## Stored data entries
-----
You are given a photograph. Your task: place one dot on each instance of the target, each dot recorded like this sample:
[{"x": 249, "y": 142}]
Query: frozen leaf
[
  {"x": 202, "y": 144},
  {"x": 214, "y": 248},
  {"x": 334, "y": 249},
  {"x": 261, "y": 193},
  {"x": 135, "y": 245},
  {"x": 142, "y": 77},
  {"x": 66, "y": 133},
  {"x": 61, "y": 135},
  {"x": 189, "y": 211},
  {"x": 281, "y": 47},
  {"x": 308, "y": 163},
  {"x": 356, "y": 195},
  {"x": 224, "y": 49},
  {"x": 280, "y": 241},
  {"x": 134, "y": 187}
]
-----
## Work order
All of the data above needs to be given again exactly.

## Solution
You are given a photograph. Your task: place one dot on each instance of the target, each dot recorded like this sample:
[{"x": 249, "y": 142}]
Query: frozen leaf
[
  {"x": 202, "y": 144},
  {"x": 214, "y": 248},
  {"x": 334, "y": 249},
  {"x": 261, "y": 193},
  {"x": 135, "y": 245},
  {"x": 142, "y": 77},
  {"x": 66, "y": 133},
  {"x": 61, "y": 135},
  {"x": 189, "y": 211},
  {"x": 281, "y": 47},
  {"x": 308, "y": 163},
  {"x": 356, "y": 195},
  {"x": 224, "y": 49},
  {"x": 280, "y": 241},
  {"x": 134, "y": 187}
]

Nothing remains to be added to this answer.